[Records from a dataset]
****
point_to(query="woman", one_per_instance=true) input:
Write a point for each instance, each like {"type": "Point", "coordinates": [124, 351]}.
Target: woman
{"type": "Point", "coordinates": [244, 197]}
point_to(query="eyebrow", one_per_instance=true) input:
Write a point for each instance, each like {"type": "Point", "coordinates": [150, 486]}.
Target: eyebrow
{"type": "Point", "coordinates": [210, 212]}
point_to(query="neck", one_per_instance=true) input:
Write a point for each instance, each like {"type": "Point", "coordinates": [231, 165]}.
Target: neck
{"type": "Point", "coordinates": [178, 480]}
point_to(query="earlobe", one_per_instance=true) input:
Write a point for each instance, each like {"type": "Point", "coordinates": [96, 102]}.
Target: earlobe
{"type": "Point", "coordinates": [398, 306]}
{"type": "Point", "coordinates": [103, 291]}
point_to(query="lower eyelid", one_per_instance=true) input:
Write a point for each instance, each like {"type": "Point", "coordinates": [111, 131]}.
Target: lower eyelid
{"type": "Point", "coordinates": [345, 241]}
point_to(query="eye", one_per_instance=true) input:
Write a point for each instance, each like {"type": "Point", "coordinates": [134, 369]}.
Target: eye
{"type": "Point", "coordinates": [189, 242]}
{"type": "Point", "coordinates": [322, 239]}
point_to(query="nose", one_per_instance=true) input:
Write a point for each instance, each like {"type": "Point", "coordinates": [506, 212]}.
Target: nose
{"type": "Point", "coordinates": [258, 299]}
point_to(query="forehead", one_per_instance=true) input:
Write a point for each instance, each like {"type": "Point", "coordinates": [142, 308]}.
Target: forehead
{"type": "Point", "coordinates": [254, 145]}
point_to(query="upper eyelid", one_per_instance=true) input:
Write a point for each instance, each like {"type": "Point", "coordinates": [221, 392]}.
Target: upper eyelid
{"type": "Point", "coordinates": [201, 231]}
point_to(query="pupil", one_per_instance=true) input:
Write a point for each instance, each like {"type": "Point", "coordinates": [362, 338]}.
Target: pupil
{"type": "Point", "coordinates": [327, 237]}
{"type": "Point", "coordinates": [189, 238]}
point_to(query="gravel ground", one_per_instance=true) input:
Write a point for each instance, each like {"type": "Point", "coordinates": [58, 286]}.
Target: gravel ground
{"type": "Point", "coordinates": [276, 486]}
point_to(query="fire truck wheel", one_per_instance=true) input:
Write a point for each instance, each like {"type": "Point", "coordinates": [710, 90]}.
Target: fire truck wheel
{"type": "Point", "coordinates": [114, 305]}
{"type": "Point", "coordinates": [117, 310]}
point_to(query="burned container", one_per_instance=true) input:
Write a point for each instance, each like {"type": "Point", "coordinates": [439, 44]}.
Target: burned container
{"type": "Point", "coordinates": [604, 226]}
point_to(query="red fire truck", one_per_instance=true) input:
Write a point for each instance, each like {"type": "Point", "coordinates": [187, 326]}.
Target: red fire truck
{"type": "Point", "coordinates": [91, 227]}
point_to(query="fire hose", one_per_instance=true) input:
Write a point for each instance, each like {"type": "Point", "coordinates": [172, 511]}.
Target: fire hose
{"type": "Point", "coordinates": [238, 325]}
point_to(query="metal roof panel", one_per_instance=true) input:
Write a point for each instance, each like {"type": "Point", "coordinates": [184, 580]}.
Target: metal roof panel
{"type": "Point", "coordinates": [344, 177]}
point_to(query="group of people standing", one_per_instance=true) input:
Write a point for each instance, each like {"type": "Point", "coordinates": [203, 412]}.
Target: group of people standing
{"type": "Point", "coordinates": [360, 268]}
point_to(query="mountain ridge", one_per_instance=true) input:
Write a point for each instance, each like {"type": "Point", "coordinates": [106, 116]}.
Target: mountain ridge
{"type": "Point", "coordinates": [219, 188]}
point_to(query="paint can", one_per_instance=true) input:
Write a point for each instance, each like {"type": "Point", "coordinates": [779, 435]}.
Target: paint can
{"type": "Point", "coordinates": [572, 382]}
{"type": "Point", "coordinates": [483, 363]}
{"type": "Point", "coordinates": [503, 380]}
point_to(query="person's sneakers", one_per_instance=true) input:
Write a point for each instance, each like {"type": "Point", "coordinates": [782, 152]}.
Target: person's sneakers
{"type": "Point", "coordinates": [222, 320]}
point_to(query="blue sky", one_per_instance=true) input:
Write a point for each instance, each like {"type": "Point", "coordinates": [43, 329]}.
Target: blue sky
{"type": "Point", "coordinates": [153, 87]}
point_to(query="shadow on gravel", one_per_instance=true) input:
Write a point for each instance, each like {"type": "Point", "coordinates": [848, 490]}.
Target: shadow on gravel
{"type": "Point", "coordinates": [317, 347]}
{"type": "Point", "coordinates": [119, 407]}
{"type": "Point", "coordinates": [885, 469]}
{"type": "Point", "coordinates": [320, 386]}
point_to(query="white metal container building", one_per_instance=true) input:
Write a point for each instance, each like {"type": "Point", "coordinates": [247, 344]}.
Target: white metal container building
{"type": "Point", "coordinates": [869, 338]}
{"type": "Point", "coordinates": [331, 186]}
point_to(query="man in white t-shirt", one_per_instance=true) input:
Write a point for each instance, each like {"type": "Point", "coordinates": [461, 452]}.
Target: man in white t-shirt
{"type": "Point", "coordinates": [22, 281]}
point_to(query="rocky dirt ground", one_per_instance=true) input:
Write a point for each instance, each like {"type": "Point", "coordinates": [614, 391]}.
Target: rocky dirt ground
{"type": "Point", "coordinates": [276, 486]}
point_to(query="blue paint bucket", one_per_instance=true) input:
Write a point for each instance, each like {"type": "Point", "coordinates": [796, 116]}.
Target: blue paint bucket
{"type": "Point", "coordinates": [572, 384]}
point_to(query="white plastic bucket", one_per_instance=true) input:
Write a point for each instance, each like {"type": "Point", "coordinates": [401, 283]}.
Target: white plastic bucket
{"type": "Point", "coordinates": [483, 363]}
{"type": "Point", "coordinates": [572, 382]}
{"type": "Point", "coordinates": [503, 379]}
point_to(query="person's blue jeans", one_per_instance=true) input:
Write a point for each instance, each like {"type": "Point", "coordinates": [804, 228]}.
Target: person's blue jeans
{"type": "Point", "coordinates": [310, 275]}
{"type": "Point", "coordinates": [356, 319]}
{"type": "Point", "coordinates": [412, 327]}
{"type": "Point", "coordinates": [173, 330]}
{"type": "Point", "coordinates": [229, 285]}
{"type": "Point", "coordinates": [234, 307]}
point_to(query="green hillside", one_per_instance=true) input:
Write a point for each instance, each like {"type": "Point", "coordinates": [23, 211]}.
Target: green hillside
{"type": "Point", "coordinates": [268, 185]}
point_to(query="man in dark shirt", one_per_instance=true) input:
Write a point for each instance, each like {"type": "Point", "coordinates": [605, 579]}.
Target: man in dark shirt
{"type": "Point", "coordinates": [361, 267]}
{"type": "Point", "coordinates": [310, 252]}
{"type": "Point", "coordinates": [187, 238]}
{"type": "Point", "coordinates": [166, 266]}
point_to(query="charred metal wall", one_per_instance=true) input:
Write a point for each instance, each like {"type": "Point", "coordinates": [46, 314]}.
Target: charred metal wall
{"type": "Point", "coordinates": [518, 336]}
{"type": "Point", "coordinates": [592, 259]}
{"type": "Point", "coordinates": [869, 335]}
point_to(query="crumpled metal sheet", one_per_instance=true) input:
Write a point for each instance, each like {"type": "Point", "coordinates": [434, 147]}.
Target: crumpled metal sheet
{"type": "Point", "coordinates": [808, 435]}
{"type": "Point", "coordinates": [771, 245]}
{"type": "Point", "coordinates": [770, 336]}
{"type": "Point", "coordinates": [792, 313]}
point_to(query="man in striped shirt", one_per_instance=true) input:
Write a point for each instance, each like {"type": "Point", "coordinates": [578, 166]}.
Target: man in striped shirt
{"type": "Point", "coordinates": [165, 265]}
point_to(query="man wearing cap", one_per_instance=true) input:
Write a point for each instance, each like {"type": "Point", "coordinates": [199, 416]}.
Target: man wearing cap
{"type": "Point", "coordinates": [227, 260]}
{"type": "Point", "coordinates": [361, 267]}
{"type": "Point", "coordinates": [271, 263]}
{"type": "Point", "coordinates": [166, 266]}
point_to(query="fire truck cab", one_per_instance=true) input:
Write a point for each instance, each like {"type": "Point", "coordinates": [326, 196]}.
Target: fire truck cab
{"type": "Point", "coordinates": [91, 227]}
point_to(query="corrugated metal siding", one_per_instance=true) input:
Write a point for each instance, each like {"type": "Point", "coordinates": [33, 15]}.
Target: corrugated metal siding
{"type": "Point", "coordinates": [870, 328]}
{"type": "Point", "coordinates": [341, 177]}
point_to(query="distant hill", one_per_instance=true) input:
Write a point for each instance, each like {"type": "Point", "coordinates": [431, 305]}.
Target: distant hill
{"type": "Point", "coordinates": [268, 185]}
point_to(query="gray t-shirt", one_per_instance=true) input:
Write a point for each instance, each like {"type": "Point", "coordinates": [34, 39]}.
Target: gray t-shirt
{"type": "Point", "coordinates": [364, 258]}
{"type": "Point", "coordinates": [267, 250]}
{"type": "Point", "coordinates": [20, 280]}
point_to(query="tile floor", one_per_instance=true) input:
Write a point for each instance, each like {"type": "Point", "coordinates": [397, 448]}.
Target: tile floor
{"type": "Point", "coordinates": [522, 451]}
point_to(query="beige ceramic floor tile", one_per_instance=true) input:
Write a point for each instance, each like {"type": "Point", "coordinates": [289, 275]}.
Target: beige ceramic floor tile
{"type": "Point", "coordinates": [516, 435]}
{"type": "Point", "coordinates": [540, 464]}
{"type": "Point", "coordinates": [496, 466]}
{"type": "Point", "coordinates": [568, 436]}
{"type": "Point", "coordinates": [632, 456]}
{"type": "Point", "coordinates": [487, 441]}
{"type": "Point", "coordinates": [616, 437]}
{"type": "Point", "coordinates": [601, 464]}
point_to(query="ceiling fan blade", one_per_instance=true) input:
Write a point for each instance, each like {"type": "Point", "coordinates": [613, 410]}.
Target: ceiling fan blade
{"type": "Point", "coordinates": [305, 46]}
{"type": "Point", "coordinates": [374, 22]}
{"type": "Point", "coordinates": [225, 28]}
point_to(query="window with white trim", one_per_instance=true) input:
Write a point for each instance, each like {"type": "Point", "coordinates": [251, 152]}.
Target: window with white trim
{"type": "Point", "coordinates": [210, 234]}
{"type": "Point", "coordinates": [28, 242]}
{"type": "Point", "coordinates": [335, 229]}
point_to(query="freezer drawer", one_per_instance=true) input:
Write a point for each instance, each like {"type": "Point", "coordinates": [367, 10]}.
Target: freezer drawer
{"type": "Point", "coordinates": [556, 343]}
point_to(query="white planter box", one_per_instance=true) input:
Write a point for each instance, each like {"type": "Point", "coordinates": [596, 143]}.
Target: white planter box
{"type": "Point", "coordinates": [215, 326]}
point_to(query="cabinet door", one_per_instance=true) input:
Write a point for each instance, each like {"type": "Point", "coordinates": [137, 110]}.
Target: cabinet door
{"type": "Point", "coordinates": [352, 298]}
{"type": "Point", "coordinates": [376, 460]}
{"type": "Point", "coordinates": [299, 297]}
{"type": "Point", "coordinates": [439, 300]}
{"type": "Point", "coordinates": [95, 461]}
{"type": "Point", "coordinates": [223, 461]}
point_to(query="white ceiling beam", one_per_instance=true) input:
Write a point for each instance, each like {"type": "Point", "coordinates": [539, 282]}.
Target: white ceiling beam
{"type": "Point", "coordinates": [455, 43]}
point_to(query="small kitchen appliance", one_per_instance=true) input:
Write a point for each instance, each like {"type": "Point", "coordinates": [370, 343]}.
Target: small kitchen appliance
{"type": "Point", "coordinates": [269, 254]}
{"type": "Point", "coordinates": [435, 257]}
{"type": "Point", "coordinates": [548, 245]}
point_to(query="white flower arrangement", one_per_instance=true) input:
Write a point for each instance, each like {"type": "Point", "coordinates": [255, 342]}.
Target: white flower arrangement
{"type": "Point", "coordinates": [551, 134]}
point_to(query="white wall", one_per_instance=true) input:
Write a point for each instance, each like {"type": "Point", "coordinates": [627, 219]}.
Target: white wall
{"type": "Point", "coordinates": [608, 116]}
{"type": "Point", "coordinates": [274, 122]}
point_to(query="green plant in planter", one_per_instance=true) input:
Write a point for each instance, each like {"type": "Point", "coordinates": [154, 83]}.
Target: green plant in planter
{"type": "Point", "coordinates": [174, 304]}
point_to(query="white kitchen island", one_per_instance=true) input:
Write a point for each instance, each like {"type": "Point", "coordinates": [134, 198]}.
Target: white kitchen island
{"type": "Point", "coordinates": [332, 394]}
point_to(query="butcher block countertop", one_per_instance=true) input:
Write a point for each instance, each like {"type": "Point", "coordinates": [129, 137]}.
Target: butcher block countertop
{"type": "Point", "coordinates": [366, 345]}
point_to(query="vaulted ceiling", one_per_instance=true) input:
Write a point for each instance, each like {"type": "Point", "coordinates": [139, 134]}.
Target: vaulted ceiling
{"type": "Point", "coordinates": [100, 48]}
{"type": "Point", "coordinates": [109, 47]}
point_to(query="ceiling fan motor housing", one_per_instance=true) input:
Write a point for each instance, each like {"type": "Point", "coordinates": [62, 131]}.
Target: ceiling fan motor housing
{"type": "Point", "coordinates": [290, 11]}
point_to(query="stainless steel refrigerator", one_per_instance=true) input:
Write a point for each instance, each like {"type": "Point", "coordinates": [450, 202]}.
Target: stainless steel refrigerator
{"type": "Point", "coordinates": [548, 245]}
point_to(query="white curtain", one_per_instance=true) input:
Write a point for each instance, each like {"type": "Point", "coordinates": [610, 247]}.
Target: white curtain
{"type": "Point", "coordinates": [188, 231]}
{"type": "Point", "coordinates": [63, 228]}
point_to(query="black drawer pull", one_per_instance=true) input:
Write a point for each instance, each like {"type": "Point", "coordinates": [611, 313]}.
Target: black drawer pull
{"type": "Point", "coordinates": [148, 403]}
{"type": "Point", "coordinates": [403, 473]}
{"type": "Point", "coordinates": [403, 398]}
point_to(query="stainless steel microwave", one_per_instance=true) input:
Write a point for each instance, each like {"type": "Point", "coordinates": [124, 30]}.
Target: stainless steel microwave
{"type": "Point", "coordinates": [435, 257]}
****
Set problem - Report every line of the rows above that contains the word "blade", matching case exactly.

Worked solution -
point_to(query="ceiling fan blade", one_per_instance=true) input:
Target: ceiling fan blade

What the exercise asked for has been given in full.